*** Given records ***
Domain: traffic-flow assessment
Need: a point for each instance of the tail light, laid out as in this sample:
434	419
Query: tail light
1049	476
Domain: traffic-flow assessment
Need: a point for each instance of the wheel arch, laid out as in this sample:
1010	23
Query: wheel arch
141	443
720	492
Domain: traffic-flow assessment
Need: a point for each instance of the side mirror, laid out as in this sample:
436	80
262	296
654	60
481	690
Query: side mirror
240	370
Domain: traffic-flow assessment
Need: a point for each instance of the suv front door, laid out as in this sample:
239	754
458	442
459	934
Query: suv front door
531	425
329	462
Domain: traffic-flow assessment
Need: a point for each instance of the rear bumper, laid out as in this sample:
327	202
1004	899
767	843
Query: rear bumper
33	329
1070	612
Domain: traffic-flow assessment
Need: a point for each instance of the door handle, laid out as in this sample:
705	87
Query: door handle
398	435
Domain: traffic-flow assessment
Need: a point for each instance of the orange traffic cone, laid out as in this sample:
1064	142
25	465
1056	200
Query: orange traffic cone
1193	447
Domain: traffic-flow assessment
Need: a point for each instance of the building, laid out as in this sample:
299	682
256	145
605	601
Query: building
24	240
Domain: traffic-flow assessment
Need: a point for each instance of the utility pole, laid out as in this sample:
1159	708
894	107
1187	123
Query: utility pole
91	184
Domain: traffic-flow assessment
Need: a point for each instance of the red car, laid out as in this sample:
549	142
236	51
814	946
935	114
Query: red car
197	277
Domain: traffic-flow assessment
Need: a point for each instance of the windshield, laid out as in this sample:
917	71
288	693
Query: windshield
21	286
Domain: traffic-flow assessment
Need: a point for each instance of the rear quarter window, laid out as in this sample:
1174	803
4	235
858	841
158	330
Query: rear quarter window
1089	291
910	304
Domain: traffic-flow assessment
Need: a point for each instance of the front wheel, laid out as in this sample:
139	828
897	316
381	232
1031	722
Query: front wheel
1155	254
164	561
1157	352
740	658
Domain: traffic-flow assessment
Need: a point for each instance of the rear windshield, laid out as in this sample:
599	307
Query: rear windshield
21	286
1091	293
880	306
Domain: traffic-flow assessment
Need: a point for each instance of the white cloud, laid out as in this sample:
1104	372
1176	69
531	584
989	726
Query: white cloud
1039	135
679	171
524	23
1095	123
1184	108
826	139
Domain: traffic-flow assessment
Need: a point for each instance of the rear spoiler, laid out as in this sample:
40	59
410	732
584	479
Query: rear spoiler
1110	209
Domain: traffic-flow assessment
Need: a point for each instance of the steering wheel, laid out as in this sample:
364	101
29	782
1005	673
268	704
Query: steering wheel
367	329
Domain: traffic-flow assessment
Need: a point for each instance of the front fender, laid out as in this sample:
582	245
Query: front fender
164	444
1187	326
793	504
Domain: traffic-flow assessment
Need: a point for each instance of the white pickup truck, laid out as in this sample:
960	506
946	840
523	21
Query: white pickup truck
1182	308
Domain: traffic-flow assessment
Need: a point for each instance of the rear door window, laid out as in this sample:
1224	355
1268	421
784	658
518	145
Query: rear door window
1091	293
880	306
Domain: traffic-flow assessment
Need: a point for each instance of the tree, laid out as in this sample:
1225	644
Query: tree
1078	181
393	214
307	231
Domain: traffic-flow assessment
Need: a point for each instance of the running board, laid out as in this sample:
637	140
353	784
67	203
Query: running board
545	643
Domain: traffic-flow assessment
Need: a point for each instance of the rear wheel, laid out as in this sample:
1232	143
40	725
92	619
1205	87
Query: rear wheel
*** End of Given records ***
▶ Your objective: The expected response is the full set of records, reproduced exactly.

▶ Your response:
Domain: traffic-flow assessment
Need: a point for each instance of the tail light, laid out as in this sample:
434	419
Query: tail light
1049	476
Domain: traffic-flow assessment
Need: a point for each instance of the wheel arch, laid out as in this sample:
1010	23
Query: wheel arch
141	443
720	492
Domain: traffic-flow assessment
Need: a point for each instance of the side mirror, laid out as in this sample:
436	80
262	296
654	60
481	690
Query: side mirror
240	370
Domain: traffic-flow assessment
Need: a point for each instance of the suv front door, laid out as in this sample:
239	754
458	442
459	934
Query: suv front door
531	425
329	462
Domain: traffic-flow assessment
Need: a point for each instance of the rear bumper, laid out as in this sample:
327	202
1004	899
767	843
Query: rear bumper
33	329
1070	612
Domain: traffic-flow assessment
Need: a point for each instance of the door handle, laid out as in this sample:
705	87
Query: door handle
398	435
Domain: traffic-flow assessment
Need: a point for each instance of the orange traffic cone, laid out as in this sample:
1064	142
25	465
1056	200
Query: orange traffic cone
1193	447
Domain: traffic-flow assessment
Need: a point for each instance of the building, laid out as in this sample:
299	682
256	145
605	601
Query: building
24	240
Domain: traffic-flow assessment
Need: a point for each instance of the utility pole, laid out as in this sample:
1159	708
894	107
1187	123
Query: utility pole
91	184
Domain: traffic-flow assessment
Need: a point for each instance of the red car, laid out as in this sample:
549	142
236	51
814	946
935	114
Query: red car
197	277
Domain: traffic-flow assessment
Need: a point for each instance of the windshield, laid out as in this sample:
917	71
288	693
Query: windshield
21	286
Domain: traffic-flow assessment
Need: a point for each instance of the rear quarter window, laid out as in this sample:
1174	803
4	235
858	841
158	330
Query: rear quarter window
1089	291
910	304
Domain: traffic-flow assessment
Need: a point for each instance of the front wheel, laid out as in this sample:
139	828
897	316
381	232
1031	722
Query: front wheel
1155	254
164	561
1157	352
740	658
Domain: traffic-flow assessment
Need: a point for each instance of the rear windshield, laid out as in this sample:
599	307
Query: rear windshield
21	286
1091	293
880	306
Domain: traffic-flow assessment
Need: a point for each instance of the white cloud, laid out as in this sample:
1104	372
1176	69
531	584
989	726
Query: white cloud
1039	135
679	171
524	23
1095	123
1184	108
826	139
Domain: traffic-flow assessment
Need: a point for each instance of the rear spoiler, laid out as in this sample:
40	59
410	732
584	479
Query: rear spoiler
1110	209
Domain: traffic-flow assessment
Need: a point for each instance of the steering wheel, laid out as in this sample:
364	101
29	782
1005	673
268	704
Query: steering wheel
367	329
Domain: traffic-flow assessment
Need: a point for each instance of the front fender, laid out as in this sample:
582	245
Query: front fender
164	444
1187	326
793	504
Domain: traffic-flow assessment
Need: a point for each instance of the white pickup truck, laid out as in this sample:
960	506
946	840
523	21
Query: white pickup truck
1182	308
Domain: traffic-flow assessment
Need: a point for each instance of the rear door window, laid out as in this sample:
1224	355
1268	421
784	658
518	145
Query: rear door window
1091	293
880	306
Domain: traffic-flow assessment
Need: a point for each instance of the tree, laid out as in this sample:
1225	644
Query: tree
1078	181
393	214
307	231
Domain: traffic-flow assessment
Need: a point for each instance of the running board, laid out as in this sample:
637	140
353	784
67	203
Query: running board
545	643
Domain: traffic-flow assessment
Need: a point for each instance of the rear wheel, laid out as in this sample:
1232	143
40	725
92	619
1205	87
Query: rear wheel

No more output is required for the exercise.